─── TESTO ───

RENZI VERSO PALAZZO CHIGI
Improbabili alleati

Per una singolare congiuntura astrale sono state le spallate di Giorgio Squinzi e Susanna Camusso ad accelerare nei giorni scorsi la caduta di Enrico Letta e l’avvio di una crisi di governo di tipo extraparlamentare. Il diavolo poi ci ha messo del suo e la manifestazione degli artigiani e dei commercianti di Rete Imprese Italia, convocata per martedì 18 a Roma, è stata decisa con un governo in carica che quel giorno non ci sarà più. Le parti sociali, quindi, pur duramente provate da cinque anni di crisi economica si sono ritrovate a spianare la strada di Palazzo Chigi al segretario del Pd e a tornare di conseguenza al centro della ridefinizione degli equilibri politici. La circostanza vista dal lato di Matteo Renzi suona paradossale, non solo per le ripetute scaramucce che l’hanno visto duellare con la Cgil in entrambe le primarie, ma soprattutto perché nella sua cultura politica i corpi intermedi sono tutt’altro che un fattore decisivo. Tra la grande politica e il comune cittadino nella visione di Renzi c’è il ruolo - forse sopravvalutato - dei sindaci, che appaiono l’unico anello di congiunzione tra società civile ed élite politiche, tra territori e Roma.

Certo, nella maturazione di queste posizioni ha contato l’esperienza personale di amministratore locale e comunque la discontinuità con la tradizione democristiana è evidentissima e distingue Renzi dallo stesso Letta, più legato alla cultura di matrice Arel attentissima al ruolo dei corpi intermedi. È vero, caso mai, che nella visione del rapporto tra la società di mezzo e i cittadini il segretario del Pd è molto più vicino alle idee di Mario Monti o Pietro Ichino, assai severi nei confronti delle confederazioni dell’impresa e del lavoro. Non è un caso che i colonnelli renziani abbiano proposto di esportare questa visione liberale e universalistica anche nella selezione dei gruppi dirigenti sindacali proponendo di scegliere i leader con il metodo delle primarie. A molti è sfuggito, ma nelle bozze del Jobs Act c’è un altro segnale di insofferenza nei confronti degli istituti della società di mezzo: la proposta di abrogare l’iscrizione obbligatoria delle imprese alla Camera di Commercio. Un’ipotesi di provvedimento che ha messo in allarme il mondo camerale.

─── DATI ESTRATTI ───

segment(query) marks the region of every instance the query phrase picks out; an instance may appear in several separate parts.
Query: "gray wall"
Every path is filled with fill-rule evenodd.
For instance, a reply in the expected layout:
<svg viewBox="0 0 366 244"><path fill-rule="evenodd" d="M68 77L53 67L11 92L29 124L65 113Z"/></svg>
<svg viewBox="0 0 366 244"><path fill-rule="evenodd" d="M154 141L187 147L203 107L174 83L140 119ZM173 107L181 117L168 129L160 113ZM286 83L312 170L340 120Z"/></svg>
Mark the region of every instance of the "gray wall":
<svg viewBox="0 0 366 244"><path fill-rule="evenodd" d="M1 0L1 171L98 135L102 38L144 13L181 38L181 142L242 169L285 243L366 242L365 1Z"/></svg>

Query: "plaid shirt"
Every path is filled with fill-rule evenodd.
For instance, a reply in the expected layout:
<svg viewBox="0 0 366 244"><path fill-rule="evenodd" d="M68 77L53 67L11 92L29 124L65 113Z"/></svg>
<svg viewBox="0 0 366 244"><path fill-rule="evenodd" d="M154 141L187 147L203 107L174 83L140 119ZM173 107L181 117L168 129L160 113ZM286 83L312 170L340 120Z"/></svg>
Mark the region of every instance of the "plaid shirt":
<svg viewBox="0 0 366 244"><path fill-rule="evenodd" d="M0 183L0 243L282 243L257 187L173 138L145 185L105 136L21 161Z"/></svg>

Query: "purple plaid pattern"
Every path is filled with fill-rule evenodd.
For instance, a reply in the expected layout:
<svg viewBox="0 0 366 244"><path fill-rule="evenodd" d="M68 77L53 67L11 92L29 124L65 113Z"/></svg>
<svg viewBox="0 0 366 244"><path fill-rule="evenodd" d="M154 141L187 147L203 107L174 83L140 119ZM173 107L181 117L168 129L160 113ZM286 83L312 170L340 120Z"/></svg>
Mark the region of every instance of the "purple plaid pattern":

───

• ESERCIZI DA SVOLGERE:
A. Nell'articolo su Renzi e le parti sociali, quale proposta presente nelle bozze del Jobs Act ha allarmato il mondo camerale?
B. Prosegui l'articolo su Renzi e le parti sociali a partire dalla sua ultima frase.

• RISULTATI PER ESERCIZIO:
A. Abrogare l'iscrizione obbligatoria delle imprese alla Camera di Commercio.

B.
Nella cultura economica di Renzi le imprese rivestono sicuramente un ruolo centrale: in un discorso è arrivato a dire che fa più sinistra «un imprenditore che assume» che tanti comizi dei sindacati. Ma il premier in pectore pare scindere nettamente la funzione d’impresa dalla rappresentanza collettiva degli interessi. Non ama particolarmente le associazioni di categoria - ha partecipato all’ultima assemblea degli industriali di Verona più che altro per prendersi la soddisfazione di battere in casa sua Flavio Tosi -, porta invece sugli scudi i singoli imprenditori o manager che reputa innovativi/coraggiosi. Da qui la ostentata predilezione per Oscar Farinetti, Andrea Guerra di Luxottica o Vittorio Colao di Vodafone, tutto sommato una simpatia di fondo verso Sergio Marchionne e la ricerca di una buona relazione con le multinazionali straniere. Come testimoniano i ripetuti riconoscimenti per General Electric e Gucci e il loro operato in Toscana.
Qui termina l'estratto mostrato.